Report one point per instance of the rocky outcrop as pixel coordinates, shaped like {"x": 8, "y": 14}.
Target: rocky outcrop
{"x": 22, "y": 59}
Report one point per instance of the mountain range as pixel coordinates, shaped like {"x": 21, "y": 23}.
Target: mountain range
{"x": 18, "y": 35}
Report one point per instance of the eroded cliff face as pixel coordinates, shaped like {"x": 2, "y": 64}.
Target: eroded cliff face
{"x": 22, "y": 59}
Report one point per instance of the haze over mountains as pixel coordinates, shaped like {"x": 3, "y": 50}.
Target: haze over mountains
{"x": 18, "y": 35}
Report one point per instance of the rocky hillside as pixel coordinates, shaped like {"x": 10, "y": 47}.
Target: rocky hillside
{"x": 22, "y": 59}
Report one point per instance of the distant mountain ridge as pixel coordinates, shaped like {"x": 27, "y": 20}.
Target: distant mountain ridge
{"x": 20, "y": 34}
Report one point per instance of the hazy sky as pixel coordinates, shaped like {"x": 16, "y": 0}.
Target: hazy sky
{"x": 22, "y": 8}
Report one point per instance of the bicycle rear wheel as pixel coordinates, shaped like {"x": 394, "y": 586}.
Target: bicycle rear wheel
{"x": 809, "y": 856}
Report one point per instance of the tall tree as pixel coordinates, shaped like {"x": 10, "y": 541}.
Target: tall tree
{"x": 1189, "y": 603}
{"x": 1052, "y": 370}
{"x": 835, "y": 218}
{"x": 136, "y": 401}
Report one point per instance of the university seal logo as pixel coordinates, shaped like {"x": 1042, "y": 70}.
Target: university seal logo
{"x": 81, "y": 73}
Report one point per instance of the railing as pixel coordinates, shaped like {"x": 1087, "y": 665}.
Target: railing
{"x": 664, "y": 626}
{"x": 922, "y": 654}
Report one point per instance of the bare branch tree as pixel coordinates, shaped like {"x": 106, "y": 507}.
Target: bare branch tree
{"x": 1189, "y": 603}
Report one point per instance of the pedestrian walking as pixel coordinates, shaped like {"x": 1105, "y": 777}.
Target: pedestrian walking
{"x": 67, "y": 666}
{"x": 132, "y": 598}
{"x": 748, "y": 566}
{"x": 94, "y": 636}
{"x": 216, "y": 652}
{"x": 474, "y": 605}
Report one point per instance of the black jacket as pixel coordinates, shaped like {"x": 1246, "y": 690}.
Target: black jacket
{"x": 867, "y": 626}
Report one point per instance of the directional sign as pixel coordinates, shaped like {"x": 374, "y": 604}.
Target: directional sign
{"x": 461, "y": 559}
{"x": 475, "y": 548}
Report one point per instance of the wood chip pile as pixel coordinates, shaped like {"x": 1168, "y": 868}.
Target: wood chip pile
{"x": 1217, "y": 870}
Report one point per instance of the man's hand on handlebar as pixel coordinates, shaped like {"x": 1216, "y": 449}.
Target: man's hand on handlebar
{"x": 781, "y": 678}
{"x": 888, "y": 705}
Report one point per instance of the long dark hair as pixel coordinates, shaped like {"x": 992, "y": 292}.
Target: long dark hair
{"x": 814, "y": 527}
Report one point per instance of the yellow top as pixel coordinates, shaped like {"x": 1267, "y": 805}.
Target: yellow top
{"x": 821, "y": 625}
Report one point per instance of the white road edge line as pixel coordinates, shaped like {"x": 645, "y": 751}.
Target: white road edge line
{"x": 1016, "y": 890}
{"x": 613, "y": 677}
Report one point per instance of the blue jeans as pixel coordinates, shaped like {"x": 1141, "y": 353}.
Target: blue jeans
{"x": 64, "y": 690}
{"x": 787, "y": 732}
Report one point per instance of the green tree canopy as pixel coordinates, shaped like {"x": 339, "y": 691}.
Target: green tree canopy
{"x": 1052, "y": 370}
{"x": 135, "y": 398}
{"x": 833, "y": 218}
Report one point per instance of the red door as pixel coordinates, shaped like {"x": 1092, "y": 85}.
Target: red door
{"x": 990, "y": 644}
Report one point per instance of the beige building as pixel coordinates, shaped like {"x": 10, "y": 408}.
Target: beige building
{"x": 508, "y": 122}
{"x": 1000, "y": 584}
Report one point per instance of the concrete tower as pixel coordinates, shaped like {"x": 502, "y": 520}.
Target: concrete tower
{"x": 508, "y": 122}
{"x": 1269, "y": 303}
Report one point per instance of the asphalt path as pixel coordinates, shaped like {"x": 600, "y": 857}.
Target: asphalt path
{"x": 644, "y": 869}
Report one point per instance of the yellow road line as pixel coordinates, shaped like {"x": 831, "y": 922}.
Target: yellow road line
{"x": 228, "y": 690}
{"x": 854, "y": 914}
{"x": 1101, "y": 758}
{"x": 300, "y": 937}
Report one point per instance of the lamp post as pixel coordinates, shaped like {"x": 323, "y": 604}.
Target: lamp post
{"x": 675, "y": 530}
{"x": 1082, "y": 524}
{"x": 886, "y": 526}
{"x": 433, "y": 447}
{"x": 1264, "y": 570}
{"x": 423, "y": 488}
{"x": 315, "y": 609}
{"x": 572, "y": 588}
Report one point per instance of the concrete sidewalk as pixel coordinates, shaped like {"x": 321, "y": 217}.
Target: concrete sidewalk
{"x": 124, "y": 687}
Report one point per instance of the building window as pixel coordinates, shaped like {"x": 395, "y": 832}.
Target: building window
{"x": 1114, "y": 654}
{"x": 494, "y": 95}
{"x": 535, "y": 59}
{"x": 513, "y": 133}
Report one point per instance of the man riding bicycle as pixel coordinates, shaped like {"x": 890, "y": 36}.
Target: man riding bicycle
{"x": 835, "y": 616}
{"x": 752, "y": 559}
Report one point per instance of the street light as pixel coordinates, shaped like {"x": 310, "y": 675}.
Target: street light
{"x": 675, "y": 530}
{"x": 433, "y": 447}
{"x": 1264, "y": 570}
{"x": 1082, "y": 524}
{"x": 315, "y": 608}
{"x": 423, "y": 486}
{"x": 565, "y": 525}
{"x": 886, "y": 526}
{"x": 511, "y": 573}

**********

THE PROBLEM:
Each line of the material should be duplicated exactly, please.

CORRECT RESPONSE:
Report one point per instance of the rocky outcrop as pixel coordinates, shaped like {"x": 8, "y": 14}.
Target: rocky outcrop
{"x": 22, "y": 59}
Report one point per instance of the mountain range as pixel coordinates, shaped like {"x": 21, "y": 23}.
Target: mountain range
{"x": 18, "y": 35}
Report one point per instance of the eroded cliff face as pixel coordinates, shaped like {"x": 2, "y": 64}.
Target: eroded cliff face
{"x": 22, "y": 59}
Report one point per instance of the haze over mountains as pixel coordinates, shaped like {"x": 3, "y": 50}.
Target: haze over mountains
{"x": 18, "y": 35}
Report one point per instance of the rocky hillside as pixel coordinates, shaped like {"x": 10, "y": 47}.
Target: rocky hillside
{"x": 22, "y": 59}
Report one point per instance of the distant mountain ridge as pixel coordinates, shaped like {"x": 27, "y": 20}.
Target: distant mountain ridge
{"x": 20, "y": 34}
Report one point per instance of the hazy sky as pixel coordinates, shaped like {"x": 16, "y": 0}.
Target: hazy sky
{"x": 22, "y": 8}
Report one point per instance of the bicycle rear wheel as pixel coordinates, shaped like {"x": 394, "y": 586}.
Target: bicycle rear wheel
{"x": 809, "y": 856}
Report one point per instance of the tall tree as pixel coordinates, shaped like {"x": 10, "y": 541}.
Target: tall tree
{"x": 1189, "y": 603}
{"x": 1052, "y": 370}
{"x": 835, "y": 218}
{"x": 136, "y": 401}
Report one point per instance of the university seal logo as pixel coordinates, shaped like {"x": 1042, "y": 70}.
Target: university seal logo
{"x": 81, "y": 73}
Report one point per instance of the railing as pixel coordinates, shaped like {"x": 1087, "y": 665}.
Target: railing
{"x": 664, "y": 626}
{"x": 922, "y": 654}
Report one point per instance of the bare branch tree as pixel coordinates, shaped like {"x": 106, "y": 507}.
Target: bare branch tree
{"x": 1189, "y": 603}
Report one point per instance of the pedestrian walking as pixel coordinates, shaped like {"x": 1105, "y": 777}.
Target: pedestrian walking
{"x": 67, "y": 666}
{"x": 132, "y": 598}
{"x": 748, "y": 566}
{"x": 94, "y": 636}
{"x": 216, "y": 652}
{"x": 474, "y": 605}
Report one point per instance of the black jacket as pixel coordinates, shaped like {"x": 1246, "y": 690}.
Target: black jacket
{"x": 867, "y": 626}
Report one point per instance of the directional sign as pixel coordinates, shaped like {"x": 374, "y": 604}.
Target: directional sign
{"x": 461, "y": 559}
{"x": 475, "y": 548}
Report one point per instance of the wood chip pile as pixel coordinates, shaped like {"x": 1168, "y": 868}.
Target: wood chip pile
{"x": 1217, "y": 870}
Report one point per instance of the man's hand on handlebar as pixel coordinates, shaped like {"x": 1216, "y": 449}.
Target: man's hand on handlebar
{"x": 781, "y": 678}
{"x": 888, "y": 705}
Report one point per instance of the long dark hair as pixel coordinates, shaped like {"x": 992, "y": 292}.
Target: long dark hair
{"x": 814, "y": 527}
Report one point per instance of the yellow top as pixel coordinates, shaped like {"x": 1267, "y": 805}.
Target: yellow top
{"x": 821, "y": 625}
Report one point per instance of the white road edge line as pixel coordinates, shaped like {"x": 645, "y": 751}.
Target: white road edge line
{"x": 1016, "y": 890}
{"x": 613, "y": 677}
Report one point per instance of the blue jeans as pixel coordinates, shaped like {"x": 1141, "y": 353}.
Target: blue jeans
{"x": 64, "y": 690}
{"x": 787, "y": 732}
Report one point per instance of the green tree canopy as pixel coordinates, shaped like {"x": 339, "y": 691}.
Target: green tree canopy
{"x": 1052, "y": 370}
{"x": 135, "y": 398}
{"x": 833, "y": 218}
Report one point per instance of the red door as pixel coordinates, shaped like {"x": 1092, "y": 85}.
Target: red door
{"x": 990, "y": 644}
Report one point per instance of the beige building as pixel coordinates, shaped like {"x": 10, "y": 408}.
Target: beige building
{"x": 508, "y": 122}
{"x": 1000, "y": 584}
Report one point per instance of the concrete tower as pixel coordinates, shaped like {"x": 502, "y": 520}.
Target: concrete tower
{"x": 508, "y": 122}
{"x": 1269, "y": 303}
Report one point per instance of the asphalt path as pixel coordinates, shaped like {"x": 600, "y": 857}.
Target: asphalt path
{"x": 644, "y": 869}
Report one point per instance of the yellow road line as pixel coordinates, shaped like {"x": 831, "y": 922}.
Target: yellow road line
{"x": 228, "y": 690}
{"x": 854, "y": 914}
{"x": 1101, "y": 758}
{"x": 300, "y": 937}
Report one point per instance of the lamp post as pixel coordinates, shaped like {"x": 323, "y": 604}.
Target: lamp post
{"x": 675, "y": 530}
{"x": 1082, "y": 524}
{"x": 886, "y": 526}
{"x": 433, "y": 447}
{"x": 1264, "y": 570}
{"x": 423, "y": 488}
{"x": 315, "y": 609}
{"x": 572, "y": 588}
Report one point per instance of the concrete sidewalk as pixel coordinates, shaped like {"x": 321, "y": 217}.
Target: concrete sidewalk
{"x": 124, "y": 687}
Report one point per instance of the building window as pixel coordinates, shaped like {"x": 395, "y": 832}.
Target: building window
{"x": 1114, "y": 654}
{"x": 494, "y": 95}
{"x": 535, "y": 59}
{"x": 513, "y": 133}
Report one point per instance of the man riding bicycle as pixel coordinates, shaped like {"x": 890, "y": 36}.
Target: man riding bicycle
{"x": 835, "y": 616}
{"x": 752, "y": 559}
Report one point per instance of the street light as pixel coordinates, shaped like {"x": 310, "y": 675}.
Target: street light
{"x": 675, "y": 530}
{"x": 433, "y": 447}
{"x": 1264, "y": 570}
{"x": 1082, "y": 524}
{"x": 315, "y": 608}
{"x": 423, "y": 486}
{"x": 565, "y": 525}
{"x": 886, "y": 526}
{"x": 511, "y": 573}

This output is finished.